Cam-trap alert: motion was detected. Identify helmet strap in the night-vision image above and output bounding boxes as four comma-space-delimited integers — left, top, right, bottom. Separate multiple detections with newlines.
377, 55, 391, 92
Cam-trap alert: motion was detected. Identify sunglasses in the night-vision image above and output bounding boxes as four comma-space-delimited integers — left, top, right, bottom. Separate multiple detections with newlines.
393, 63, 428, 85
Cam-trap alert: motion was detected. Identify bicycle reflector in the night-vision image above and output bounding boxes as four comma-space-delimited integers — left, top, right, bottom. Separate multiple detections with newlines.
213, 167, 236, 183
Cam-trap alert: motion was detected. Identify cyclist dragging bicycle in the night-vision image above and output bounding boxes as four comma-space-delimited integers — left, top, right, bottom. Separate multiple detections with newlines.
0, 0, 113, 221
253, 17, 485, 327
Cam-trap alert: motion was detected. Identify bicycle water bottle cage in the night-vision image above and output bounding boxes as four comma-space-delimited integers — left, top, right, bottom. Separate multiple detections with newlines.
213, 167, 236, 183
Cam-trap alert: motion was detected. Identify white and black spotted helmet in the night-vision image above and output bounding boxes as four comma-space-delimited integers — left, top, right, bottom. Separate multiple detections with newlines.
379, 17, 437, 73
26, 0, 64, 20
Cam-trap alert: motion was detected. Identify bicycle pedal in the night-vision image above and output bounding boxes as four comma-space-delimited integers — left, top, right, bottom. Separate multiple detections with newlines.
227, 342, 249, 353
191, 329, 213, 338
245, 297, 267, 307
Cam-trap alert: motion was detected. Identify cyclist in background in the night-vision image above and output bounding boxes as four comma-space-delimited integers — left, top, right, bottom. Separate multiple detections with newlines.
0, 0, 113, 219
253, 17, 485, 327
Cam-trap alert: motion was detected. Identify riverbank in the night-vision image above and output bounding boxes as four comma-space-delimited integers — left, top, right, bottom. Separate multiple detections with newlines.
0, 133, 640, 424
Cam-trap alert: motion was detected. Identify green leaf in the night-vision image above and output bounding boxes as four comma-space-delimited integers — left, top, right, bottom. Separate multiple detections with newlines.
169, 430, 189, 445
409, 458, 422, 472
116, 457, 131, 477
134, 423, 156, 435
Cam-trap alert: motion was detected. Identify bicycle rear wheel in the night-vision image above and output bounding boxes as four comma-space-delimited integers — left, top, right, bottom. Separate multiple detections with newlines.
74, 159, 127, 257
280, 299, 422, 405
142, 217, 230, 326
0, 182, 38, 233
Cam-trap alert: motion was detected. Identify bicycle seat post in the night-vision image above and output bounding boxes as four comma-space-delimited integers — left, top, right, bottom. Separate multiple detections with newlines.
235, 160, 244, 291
####
**PROBLEM DETAILS**: Turn all the data above into a Markdown table with two columns, Number and Line. Give each non-blank line its own row, numbered in order.

**EXERCISE ANSWER**:
| Number | Line |
|---|---|
| 1 | Cam-trap alert: motion was detected. Identify helmet strap in the night-vision image above and output bounding boxes as four comma-space-delimited integers — left, top, right, bottom. Separate multiple detections with newlines. |
| 2 | 377, 55, 391, 92 |
| 3 | Cam-trap alert: motion was detected. Identify sunglasses in the night-vision image above and output bounding boxes as four comma-space-delimited integers — left, top, right, bottom. Separate multiple detections with newlines. |
| 4 | 393, 63, 428, 85 |
| 5 | Cam-trap alert: motion was detected. Identify bicycle reflector in the night-vision image above and output bounding boxes as four comma-space-delimited integers — left, top, right, bottom. Separate multiple detections with newlines. |
| 6 | 213, 167, 236, 183 |
| 7 | Cam-trap alert: motion was detected. Identify cyclist dragging bicycle in the night-vision image above and output bounding boxes as four comma-space-delimited integers — left, top, right, bottom. Separate multiple detections with newlines. |
| 8 | 0, 0, 113, 221 |
| 9 | 253, 17, 485, 327 |
| 10 | Cam-trap alert: motion was detected. Identify bicycle water bottle cage in the night-vision image above and output bounding boxes as four comma-space-delimited integers — left, top, right, bottom. Separate multiple detections with newlines. |
| 11 | 213, 167, 236, 183 |
| 12 | Cam-trap alert: motion was detected. Identify white and black spotted helmet in the night-vision image above and output bounding boxes as four comma-space-delimited integers — left, top, right, bottom. Separate multiple detections with newlines. |
| 13 | 379, 17, 437, 73 |
| 14 | 26, 0, 64, 20 |
| 15 | Cam-trap alert: motion was detected. Identify bicycle pedal in the night-vision image above and output bounding boxes as four comma-space-delimited integers — left, top, right, bottom. Separate multiple detections with newlines. |
| 16 | 227, 342, 249, 353 |
| 17 | 191, 329, 213, 338 |
| 18 | 245, 297, 267, 307 |
| 19 | Cam-trap alert: motion was detected. Identify cyclist in background in the night-vision image above and output bounding boxes as four comma-space-delimited integers — left, top, right, bottom. Separate multiple detections with newlines. |
| 20 | 0, 0, 113, 219 |
| 21 | 253, 17, 485, 327 |
| 22 | Cam-trap alert: motion was detected. Identify riverbank in the night-vision image above and output bounding boxes as four comma-space-delimited integers — left, top, right, bottom. Separate multiple detections with newlines. |
| 23 | 0, 133, 640, 424 |
| 24 | Cam-trap alert: motion was detected. Identify green leaf in the night-vision image above and output bounding boxes as four comma-space-delimited integers — left, top, right, bottom. Separate multiple detections with newlines. |
| 25 | 169, 430, 189, 445 |
| 26 | 409, 458, 422, 472 |
| 27 | 116, 457, 131, 477 |
| 28 | 134, 423, 156, 435 |
| 29 | Cam-trap alert: motion was detected. Identify bicycle rear wheel in the night-vision image above and output bounding boxes as four comma-space-delimited integers — left, top, right, bottom. Separate multiple detections with newlines. |
| 30 | 74, 159, 127, 257 |
| 31 | 280, 299, 422, 405 |
| 32 | 142, 217, 230, 326 |
| 33 | 0, 182, 38, 233 |
| 34 | Cam-trap alert: motion was detected. Identify bicycle seat post in the night-vision image above and output bounding boxes as four comma-space-delimited integers — left, top, right, bottom. Separate multiple detections with newlines. |
| 35 | 235, 160, 244, 291 |